Return every line of the data below that contains the string "railing", matching case exactly.
----
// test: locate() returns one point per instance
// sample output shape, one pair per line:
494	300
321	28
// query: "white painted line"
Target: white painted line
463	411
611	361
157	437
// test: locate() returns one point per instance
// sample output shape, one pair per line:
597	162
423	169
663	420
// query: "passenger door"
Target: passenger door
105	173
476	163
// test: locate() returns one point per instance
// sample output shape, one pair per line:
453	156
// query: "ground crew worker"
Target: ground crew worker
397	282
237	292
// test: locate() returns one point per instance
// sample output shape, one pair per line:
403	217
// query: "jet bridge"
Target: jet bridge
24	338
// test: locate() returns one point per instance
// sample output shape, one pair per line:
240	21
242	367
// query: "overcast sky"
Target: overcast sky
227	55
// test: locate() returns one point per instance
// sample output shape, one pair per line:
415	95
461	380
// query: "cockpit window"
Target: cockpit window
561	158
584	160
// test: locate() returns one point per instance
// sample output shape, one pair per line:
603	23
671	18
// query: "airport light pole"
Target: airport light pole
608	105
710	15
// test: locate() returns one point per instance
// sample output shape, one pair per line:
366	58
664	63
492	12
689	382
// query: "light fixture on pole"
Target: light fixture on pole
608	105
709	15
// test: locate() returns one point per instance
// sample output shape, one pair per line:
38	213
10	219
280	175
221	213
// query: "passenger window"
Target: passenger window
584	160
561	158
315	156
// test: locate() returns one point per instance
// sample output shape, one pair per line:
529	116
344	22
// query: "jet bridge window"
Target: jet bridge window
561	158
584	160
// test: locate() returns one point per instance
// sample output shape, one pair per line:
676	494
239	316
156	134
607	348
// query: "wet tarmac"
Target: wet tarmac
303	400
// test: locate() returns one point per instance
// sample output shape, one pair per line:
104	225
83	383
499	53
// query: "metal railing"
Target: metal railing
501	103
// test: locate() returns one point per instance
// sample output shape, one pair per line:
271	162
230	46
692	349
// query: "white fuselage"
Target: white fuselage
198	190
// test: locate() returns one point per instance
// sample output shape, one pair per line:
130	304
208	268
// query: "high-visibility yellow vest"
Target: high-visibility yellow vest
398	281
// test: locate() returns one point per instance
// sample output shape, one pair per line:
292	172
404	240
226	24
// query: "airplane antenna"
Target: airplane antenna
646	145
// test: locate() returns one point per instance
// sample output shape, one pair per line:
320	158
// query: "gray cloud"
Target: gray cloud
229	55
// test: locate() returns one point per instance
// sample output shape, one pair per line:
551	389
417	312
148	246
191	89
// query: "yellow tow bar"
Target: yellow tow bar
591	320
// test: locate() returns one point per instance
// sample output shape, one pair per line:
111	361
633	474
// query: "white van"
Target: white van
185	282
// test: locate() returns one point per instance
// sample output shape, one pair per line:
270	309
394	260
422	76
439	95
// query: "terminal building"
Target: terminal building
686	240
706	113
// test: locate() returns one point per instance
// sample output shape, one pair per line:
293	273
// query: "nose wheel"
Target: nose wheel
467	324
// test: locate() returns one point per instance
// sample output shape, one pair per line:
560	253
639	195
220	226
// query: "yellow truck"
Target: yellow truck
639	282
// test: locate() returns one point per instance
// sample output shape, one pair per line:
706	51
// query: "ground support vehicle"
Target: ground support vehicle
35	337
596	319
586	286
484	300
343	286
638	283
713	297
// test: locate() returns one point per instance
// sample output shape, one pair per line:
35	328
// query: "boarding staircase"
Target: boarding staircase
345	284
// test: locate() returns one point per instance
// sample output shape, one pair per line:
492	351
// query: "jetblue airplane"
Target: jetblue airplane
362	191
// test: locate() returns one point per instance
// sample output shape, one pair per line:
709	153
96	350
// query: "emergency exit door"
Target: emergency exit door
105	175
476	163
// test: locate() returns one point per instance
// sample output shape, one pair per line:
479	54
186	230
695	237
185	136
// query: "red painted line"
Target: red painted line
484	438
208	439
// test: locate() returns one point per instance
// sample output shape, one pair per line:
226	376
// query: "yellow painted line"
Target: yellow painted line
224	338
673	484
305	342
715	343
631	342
----
# Solved exercise
// query: "metal railing"
Target: metal railing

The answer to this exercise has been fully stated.